▶ BRIEF
Your answer should be one number: the count of lines in the records that include the word "door".

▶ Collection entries
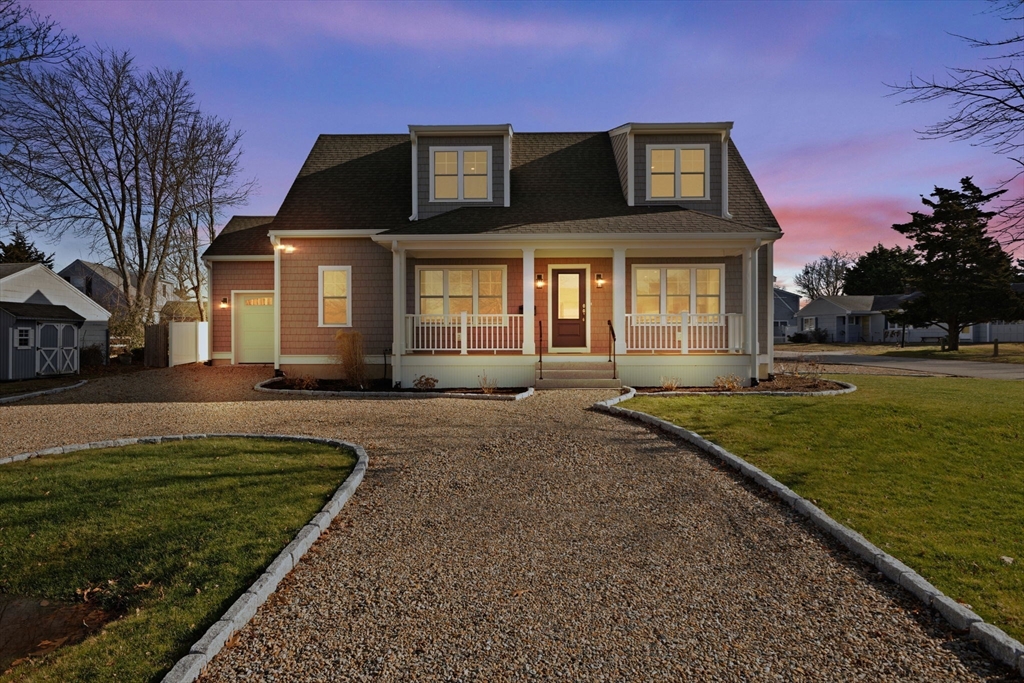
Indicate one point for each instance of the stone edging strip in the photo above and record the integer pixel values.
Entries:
(847, 388)
(22, 396)
(371, 395)
(994, 640)
(188, 668)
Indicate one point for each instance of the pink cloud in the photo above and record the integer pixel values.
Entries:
(423, 26)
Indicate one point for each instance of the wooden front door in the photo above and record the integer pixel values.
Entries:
(568, 296)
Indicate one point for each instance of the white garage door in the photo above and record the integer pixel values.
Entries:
(254, 328)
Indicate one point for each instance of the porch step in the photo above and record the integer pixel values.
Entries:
(566, 383)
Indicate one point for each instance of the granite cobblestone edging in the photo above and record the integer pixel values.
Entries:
(993, 639)
(33, 394)
(188, 668)
(385, 395)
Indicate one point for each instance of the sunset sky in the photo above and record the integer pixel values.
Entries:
(838, 161)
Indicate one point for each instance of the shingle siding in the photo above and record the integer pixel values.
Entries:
(497, 143)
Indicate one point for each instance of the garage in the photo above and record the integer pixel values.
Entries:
(254, 327)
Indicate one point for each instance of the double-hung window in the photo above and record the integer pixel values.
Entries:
(678, 171)
(673, 290)
(451, 292)
(460, 174)
(335, 296)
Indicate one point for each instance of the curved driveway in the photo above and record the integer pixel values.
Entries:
(538, 540)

▶ ANSWER BOX
2